-- DATA FOR THIS TASK follows --

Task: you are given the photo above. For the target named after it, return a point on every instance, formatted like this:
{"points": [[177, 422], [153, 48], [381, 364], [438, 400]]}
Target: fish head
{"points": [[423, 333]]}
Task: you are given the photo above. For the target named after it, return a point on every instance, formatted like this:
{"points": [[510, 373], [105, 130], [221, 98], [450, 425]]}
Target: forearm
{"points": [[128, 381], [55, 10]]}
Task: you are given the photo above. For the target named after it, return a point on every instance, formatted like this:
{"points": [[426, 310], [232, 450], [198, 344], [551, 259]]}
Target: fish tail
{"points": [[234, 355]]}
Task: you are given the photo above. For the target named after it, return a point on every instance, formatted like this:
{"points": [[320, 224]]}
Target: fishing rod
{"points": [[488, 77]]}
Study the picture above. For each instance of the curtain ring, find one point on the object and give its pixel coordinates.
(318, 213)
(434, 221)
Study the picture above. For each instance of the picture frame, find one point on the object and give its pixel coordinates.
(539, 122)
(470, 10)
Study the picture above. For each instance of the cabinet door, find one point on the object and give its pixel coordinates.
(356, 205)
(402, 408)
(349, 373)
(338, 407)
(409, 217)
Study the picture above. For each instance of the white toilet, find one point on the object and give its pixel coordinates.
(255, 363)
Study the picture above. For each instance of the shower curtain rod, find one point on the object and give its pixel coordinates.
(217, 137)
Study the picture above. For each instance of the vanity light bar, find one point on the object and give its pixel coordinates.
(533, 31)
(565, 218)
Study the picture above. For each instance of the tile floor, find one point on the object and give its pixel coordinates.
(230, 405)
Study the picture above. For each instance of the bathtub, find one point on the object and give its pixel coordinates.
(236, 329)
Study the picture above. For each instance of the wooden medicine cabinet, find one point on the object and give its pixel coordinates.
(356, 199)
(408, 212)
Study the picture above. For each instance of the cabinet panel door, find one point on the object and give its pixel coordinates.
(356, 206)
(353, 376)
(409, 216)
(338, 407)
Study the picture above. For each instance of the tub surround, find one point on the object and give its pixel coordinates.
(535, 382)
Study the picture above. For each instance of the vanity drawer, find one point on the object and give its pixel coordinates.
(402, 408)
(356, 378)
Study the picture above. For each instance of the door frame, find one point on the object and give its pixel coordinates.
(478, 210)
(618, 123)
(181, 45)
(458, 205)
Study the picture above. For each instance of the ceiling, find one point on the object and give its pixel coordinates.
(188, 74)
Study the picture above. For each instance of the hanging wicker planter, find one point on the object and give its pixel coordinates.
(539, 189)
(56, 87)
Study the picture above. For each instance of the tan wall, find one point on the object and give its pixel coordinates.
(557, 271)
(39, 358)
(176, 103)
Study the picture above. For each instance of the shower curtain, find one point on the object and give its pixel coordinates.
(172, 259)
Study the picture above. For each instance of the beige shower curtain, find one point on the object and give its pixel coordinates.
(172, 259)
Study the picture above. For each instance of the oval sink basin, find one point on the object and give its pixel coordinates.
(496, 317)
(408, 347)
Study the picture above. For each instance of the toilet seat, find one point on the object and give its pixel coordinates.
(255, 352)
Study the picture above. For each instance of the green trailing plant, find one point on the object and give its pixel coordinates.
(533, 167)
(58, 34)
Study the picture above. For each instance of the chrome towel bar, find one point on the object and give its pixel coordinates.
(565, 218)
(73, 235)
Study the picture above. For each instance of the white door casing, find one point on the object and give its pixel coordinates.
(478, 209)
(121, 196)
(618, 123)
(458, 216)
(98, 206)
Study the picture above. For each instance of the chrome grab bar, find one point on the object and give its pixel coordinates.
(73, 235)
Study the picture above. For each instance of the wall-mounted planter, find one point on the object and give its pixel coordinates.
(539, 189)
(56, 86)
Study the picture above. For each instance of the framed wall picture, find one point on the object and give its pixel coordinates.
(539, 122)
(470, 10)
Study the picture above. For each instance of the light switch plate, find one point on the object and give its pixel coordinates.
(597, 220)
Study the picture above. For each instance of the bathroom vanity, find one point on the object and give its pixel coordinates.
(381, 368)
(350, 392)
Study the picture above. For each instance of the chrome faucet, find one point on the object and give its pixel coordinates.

-- DATA FOR THIS TASK concluded --

◆ **EXERCISE DETAILS**:
Please print the full listing shown above, exactly as it appears.

◆ **EXERCISE RESPONSE**:
Task: you are given the photo above. For the target named after it, return a point on every instance, formatted like this:
{"points": [[177, 422], [153, 48], [381, 364], [438, 400]]}
Target: fish head
{"points": [[423, 333]]}
Task: you are given the photo above. For the target named after it, return a point on every instance, formatted like this:
{"points": [[510, 373], [105, 130], [221, 98], [450, 425]]}
Target: forearm
{"points": [[128, 381], [55, 10]]}
Task: you are given the photo above. For the target named after it, return a point on every instance, formatted like this:
{"points": [[426, 310], [232, 450], [198, 344], [551, 259]]}
Target: fish tail
{"points": [[234, 355]]}
Task: you are given the photo above. For the target named after it, return a point on every instance, formatted like this:
{"points": [[320, 224]]}
Target: fishing rod
{"points": [[488, 77]]}
Study the picture above. For each instance of the curtain ring, find one point on the object and give its pixel coordinates.
(318, 213)
(434, 221)
Study the picture above. For each instance of the picture frame, find one point on the object and give its pixel coordinates.
(539, 122)
(470, 10)
Study the picture above. For each instance of the cabinet door, find one point on the object and give its pixel coordinates.
(356, 205)
(402, 408)
(349, 373)
(338, 407)
(409, 217)
Study the picture above. For each instance of the white toilet, find one point on the object and give its pixel coordinates.
(255, 363)
Study the picture above. For each instance of the shower curtain rod, find one point on the object and give its pixel coordinates.
(217, 137)
Study the picture above. For each instance of the vanity light bar, find one point on the object and give its pixel coordinates.
(533, 31)
(565, 218)
Study the picture above. For each instance of the tile floor, find one point on the object and give its pixel coordinates.
(230, 405)
Study the picture above. For each instance of the bathtub, find one point on the object and give its pixel coordinates.
(236, 329)
Study the picture above. For each instance of the wooden medicine cabinet, find one point on the object and give its pixel coordinates.
(356, 199)
(408, 212)
Study the picture above. For each instance of the cabinet panel door, find one point on the object and give its pixel coordinates.
(356, 206)
(353, 376)
(409, 216)
(338, 407)
Study the picture above. For each instance of the tub surround, find one point on the object and give its pixel coordinates.
(535, 382)
Study the picture above. For each instance of the vanity drawer, find one point on the object and give its pixel coordinates.
(402, 408)
(356, 378)
Study the picture above. For each instance of the door frame, find one point on the object and give its pixel coordinates.
(478, 210)
(618, 123)
(181, 45)
(458, 205)
Study the picture above. For each instance of the ceiling, find one point on the object and give its pixel coordinates.
(188, 74)
Study the picture above. For each instance of the hanging wicker planter, find one point on the object and give its pixel coordinates.
(539, 189)
(56, 87)
Study the picture above. For each instance of the tan wall, find one point on the object and give its pixel coordinates.
(557, 271)
(39, 358)
(176, 103)
Study the picture above. For each instance of the shower curtain, find one point on the object and give its pixel coordinates.
(172, 259)
Study the picture above. For each instance of the beige shower curtain, find one point on the object and give its pixel coordinates.
(172, 259)
Study the picture above. For each instance of the oval sink basin, find one point on the object and give its pixel coordinates.
(496, 317)
(408, 347)
Study the picture above. For each instance of the toilet seat, find one point on the object and give its pixel coordinates.
(255, 352)
Study the picture above. For each instance of the green trailing plant, find one point on the object and give its pixel coordinates.
(533, 167)
(58, 34)
Study the picture above. For each instance of the chrome towel bar, find one point on the object and give its pixel coordinates.
(565, 218)
(73, 235)
Study the picture above. For each instance of the white door casing, find one point on the object and give its pixel coordinates.
(478, 209)
(121, 196)
(618, 123)
(458, 216)
(98, 206)
Study the picture above. For each instance of the chrome grab bar, find one point on the object and give its pixel coordinates.
(73, 235)
Study the picture above. For each instance of the wall-mounted planter, find one point on the object and give its pixel coordinates.
(539, 189)
(56, 86)
Study the picture above. For each instance of the framed wall picture, find one point on the object and give its pixel coordinates.
(539, 122)
(470, 10)
Study the picture above. For each instance of the light switch plate, find one point on the object and give its pixel coordinates.
(597, 220)
Study the picture above. For each instance of the bathroom vanity, find one point on the object and give its pixel coordinates.
(381, 368)
(350, 392)
Study the picture above. For each instance of the chrome faucet, find one point on the object and give its pixel coordinates.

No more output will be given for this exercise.